** begin THE RECORDS **
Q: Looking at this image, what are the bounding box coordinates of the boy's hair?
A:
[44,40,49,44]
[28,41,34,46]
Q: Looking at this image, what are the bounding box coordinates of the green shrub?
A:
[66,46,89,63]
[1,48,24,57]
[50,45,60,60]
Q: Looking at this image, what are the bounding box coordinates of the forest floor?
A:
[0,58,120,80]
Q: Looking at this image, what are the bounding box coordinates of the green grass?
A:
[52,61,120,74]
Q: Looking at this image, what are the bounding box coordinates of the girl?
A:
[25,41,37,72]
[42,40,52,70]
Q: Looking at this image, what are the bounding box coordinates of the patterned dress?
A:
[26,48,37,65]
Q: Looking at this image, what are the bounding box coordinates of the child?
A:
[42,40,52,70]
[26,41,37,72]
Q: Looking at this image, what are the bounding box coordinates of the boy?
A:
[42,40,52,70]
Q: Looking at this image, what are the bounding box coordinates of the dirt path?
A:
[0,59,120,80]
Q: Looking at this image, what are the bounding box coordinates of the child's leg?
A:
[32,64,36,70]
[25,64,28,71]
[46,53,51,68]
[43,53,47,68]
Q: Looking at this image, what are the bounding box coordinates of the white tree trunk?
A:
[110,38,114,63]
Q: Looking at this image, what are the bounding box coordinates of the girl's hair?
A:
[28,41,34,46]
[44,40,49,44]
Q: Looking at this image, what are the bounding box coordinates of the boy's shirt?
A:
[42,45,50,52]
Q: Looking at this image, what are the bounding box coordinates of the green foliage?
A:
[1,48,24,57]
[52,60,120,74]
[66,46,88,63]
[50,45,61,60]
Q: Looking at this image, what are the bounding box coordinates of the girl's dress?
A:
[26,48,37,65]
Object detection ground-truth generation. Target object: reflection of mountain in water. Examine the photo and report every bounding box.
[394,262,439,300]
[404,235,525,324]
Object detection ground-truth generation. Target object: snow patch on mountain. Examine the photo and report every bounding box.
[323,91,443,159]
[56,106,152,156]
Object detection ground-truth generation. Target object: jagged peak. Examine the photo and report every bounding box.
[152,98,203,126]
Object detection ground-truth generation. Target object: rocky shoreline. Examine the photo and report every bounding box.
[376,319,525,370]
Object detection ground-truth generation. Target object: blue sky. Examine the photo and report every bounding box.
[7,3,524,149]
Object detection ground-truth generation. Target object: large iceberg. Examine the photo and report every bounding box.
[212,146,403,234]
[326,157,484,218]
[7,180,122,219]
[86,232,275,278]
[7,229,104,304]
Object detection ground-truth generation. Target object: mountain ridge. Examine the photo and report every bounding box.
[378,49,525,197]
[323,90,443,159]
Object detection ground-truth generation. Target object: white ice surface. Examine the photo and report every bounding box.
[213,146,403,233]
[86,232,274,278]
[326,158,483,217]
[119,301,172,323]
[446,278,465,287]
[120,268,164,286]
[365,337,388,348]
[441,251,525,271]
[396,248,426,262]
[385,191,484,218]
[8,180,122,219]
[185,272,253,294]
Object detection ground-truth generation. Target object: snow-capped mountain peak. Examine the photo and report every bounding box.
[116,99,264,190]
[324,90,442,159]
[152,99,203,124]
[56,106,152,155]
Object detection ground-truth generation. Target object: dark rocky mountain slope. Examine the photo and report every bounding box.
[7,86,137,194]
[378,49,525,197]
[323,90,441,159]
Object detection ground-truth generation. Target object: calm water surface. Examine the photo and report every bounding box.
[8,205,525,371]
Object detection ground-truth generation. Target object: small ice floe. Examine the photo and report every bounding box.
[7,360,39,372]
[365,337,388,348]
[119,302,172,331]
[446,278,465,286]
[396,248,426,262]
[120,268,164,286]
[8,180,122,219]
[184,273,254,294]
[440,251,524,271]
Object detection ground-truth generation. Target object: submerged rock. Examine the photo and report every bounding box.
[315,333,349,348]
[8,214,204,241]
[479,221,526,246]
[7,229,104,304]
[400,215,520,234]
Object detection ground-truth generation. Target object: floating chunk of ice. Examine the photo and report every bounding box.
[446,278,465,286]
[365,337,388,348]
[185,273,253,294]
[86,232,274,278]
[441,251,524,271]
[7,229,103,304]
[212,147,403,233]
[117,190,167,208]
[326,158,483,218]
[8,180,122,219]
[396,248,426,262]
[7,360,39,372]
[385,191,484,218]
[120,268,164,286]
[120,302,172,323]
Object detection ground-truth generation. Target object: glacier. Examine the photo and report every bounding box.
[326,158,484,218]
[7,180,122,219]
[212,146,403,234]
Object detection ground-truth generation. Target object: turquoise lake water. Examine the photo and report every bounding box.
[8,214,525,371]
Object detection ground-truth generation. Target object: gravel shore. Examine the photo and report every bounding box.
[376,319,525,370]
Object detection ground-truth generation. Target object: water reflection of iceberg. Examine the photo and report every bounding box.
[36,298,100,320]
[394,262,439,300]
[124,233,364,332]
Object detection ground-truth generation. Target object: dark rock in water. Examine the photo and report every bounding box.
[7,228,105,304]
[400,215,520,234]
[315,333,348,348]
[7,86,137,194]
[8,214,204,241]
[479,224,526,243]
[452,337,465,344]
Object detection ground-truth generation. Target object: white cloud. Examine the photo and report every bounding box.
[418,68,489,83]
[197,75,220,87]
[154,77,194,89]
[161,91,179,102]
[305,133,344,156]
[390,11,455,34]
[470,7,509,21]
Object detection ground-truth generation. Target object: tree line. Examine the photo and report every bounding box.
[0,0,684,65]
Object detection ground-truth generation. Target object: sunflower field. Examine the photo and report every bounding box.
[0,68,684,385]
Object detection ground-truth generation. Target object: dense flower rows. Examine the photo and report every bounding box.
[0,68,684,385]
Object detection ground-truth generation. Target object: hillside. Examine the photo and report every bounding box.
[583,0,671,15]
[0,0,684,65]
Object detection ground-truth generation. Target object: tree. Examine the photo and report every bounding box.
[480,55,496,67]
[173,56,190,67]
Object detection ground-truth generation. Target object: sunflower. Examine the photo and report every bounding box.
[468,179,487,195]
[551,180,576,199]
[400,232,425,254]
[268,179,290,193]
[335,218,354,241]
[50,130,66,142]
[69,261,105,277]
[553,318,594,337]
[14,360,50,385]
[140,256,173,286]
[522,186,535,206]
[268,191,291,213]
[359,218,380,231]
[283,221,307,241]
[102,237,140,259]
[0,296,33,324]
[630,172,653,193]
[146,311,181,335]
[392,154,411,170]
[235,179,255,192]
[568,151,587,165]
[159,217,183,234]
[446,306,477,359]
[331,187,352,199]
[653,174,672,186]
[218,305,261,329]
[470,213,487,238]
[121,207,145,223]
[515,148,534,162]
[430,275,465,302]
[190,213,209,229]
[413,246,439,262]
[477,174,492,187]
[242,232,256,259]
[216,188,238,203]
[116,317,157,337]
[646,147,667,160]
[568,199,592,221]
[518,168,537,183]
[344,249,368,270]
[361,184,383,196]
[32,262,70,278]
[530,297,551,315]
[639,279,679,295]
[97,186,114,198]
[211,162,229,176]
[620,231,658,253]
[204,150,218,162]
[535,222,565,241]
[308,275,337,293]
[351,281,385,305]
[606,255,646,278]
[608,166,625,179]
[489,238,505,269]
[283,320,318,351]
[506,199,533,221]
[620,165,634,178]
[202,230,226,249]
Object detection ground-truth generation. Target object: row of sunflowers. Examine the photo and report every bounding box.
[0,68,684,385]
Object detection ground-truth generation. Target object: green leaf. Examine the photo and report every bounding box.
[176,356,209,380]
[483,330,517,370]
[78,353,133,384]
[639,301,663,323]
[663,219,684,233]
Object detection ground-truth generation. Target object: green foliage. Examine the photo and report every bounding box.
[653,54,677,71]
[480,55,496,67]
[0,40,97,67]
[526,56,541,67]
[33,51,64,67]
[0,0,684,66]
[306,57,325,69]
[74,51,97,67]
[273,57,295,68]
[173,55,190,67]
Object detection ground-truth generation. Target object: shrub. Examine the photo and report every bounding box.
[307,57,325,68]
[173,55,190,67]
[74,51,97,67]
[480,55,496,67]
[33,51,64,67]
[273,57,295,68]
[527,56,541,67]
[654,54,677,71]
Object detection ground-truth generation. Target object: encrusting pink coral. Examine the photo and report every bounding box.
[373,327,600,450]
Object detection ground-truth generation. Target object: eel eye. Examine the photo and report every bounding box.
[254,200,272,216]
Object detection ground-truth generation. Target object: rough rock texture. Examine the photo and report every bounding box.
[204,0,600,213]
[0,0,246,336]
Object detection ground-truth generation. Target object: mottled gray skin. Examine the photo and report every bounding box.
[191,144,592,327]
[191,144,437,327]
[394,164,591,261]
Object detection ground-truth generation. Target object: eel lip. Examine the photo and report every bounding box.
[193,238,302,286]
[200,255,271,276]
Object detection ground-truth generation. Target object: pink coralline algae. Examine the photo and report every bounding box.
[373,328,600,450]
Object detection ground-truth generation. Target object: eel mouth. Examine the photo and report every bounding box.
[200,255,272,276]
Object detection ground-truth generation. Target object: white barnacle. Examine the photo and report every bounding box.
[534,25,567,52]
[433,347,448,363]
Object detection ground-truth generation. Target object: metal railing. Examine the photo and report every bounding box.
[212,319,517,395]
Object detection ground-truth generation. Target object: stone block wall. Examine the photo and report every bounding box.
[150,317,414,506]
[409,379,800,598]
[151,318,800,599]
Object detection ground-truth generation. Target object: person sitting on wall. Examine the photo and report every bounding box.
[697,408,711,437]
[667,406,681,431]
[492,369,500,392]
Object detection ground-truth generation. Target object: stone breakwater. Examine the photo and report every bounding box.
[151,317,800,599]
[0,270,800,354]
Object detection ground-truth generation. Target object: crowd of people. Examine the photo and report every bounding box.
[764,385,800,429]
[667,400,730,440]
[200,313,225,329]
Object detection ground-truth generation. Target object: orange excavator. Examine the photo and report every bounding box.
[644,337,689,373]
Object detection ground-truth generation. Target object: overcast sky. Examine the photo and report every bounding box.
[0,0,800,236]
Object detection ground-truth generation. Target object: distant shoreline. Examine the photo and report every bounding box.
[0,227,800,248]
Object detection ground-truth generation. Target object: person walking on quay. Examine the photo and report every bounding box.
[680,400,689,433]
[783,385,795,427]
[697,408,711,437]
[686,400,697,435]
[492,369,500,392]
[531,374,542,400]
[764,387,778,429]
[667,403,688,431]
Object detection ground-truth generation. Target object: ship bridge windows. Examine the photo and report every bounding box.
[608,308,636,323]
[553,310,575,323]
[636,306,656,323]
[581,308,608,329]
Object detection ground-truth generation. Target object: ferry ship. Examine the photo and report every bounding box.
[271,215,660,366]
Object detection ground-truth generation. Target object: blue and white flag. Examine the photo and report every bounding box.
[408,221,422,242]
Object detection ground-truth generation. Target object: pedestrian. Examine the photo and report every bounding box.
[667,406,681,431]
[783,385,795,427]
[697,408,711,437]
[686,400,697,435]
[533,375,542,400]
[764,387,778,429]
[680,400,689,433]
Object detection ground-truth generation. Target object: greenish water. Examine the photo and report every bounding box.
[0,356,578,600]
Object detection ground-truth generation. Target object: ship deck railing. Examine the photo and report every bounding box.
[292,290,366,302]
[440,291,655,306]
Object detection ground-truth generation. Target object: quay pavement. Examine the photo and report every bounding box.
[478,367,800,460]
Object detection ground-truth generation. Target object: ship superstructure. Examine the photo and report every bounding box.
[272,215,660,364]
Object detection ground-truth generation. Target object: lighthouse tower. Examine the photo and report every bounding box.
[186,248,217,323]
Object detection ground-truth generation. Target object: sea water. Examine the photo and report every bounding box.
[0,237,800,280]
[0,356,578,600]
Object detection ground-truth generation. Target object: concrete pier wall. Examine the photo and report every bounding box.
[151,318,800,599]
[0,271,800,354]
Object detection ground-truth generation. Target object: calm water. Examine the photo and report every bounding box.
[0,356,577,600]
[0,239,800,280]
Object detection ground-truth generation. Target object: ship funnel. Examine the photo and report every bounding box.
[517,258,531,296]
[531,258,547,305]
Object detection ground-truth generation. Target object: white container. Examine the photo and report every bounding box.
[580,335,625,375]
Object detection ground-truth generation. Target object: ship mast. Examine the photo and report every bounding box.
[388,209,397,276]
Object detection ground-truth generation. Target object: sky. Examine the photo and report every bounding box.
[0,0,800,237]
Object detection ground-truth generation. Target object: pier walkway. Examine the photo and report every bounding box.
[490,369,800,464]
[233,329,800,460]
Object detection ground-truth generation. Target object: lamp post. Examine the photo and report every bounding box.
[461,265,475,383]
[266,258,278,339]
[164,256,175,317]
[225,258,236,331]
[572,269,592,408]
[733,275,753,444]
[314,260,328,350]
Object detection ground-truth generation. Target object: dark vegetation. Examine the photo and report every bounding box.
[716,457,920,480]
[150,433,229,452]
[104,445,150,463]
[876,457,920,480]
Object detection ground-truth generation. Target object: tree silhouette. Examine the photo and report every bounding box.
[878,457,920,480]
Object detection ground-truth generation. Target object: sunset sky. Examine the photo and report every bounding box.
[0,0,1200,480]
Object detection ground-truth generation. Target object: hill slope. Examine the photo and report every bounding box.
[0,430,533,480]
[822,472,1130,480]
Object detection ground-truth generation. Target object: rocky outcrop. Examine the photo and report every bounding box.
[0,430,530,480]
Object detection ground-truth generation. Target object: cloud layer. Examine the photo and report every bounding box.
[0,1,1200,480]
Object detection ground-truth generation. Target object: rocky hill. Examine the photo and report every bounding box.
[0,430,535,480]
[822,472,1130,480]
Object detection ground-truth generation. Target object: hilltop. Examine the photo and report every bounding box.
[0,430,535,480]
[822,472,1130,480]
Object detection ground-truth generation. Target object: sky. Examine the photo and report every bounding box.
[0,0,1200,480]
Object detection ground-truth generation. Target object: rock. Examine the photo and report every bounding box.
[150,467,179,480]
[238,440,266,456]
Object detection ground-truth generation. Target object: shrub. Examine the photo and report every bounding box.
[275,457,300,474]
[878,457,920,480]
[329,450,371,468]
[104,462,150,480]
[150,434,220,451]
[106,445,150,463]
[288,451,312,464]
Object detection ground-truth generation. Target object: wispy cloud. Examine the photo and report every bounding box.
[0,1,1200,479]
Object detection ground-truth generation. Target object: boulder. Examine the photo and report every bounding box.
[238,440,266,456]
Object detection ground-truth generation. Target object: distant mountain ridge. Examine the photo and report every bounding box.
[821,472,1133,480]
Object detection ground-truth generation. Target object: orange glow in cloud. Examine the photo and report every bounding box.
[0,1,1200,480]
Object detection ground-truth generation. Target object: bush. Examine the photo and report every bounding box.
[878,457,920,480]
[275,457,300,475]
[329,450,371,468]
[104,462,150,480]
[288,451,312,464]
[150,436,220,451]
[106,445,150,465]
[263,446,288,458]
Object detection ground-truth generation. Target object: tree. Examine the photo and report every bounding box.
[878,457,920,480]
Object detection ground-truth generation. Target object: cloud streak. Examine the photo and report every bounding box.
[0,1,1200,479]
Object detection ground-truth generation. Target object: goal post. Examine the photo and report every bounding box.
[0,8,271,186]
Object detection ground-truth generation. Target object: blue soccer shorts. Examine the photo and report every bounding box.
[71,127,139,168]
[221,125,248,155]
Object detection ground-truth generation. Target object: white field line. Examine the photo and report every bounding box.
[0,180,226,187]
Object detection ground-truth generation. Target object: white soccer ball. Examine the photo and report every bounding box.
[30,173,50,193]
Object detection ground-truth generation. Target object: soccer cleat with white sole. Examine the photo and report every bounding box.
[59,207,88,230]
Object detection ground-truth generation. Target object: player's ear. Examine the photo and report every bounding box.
** end THE RECORDS **
**SET EXERCISE**.
Change "ship" to "vessel" throughout the stretch from the line containing "Target object: overcast" through the line containing "[186,248,217,323]", and output those lines again with nothing else altered.

**RESPONSE TO THIS TASK**.
Object detection ground-truth generation. Target object: overcast sky. Examine the photo and report every bounding box.
[0,0,800,236]
Object detection ground-truth generation. Target object: distant shoreline. Examine the photo and report every bounding box.
[0,227,800,248]
Object detection ground-truth generation. Target object: person walking on quay. Examine the photo and report every bounding box.
[680,400,689,433]
[783,385,795,427]
[697,408,711,437]
[686,400,697,435]
[492,369,500,392]
[531,374,542,400]
[764,387,778,429]
[667,403,688,431]
Object detection ground-truth generation. Target object: vessel bridge windows. Examine the photo and report every bounding box.
[608,308,636,323]
[553,310,575,323]
[636,306,656,323]
[581,308,608,329]
Object detection ground-truth generation. Target object: ferry vessel. Examine the photo and report every bounding box.
[271,215,660,366]
Object detection ground-truth generation. Target object: blue and white flag. Examine the photo and report every bounding box.
[408,221,422,242]
Object detection ground-truth generation. Target object: pedestrian. Examine the photo and report every bounding box.
[667,406,681,431]
[783,385,795,427]
[697,408,711,437]
[686,400,697,435]
[533,375,542,400]
[764,387,778,429]
[680,400,689,433]
Object detection ground-truth generation. Target object: greenish water. Examine the photo and report every bounding box.
[0,356,578,600]
Object detection ground-truth generation. Target object: vessel deck railing. Examine the photo and report every bounding box.
[292,290,366,302]
[440,291,655,306]
Object detection ground-truth generation. Target object: quay pavement. Examine the photo and report every bounding box.
[478,367,800,460]
Object detection ground-truth generation. Target object: vessel superstructure. Examine the photo and report every bounding box.
[272,215,660,364]
Object detection ground-truth generation. Target object: lighthouse tower. Examine the photo and report every bounding box.
[186,248,217,323]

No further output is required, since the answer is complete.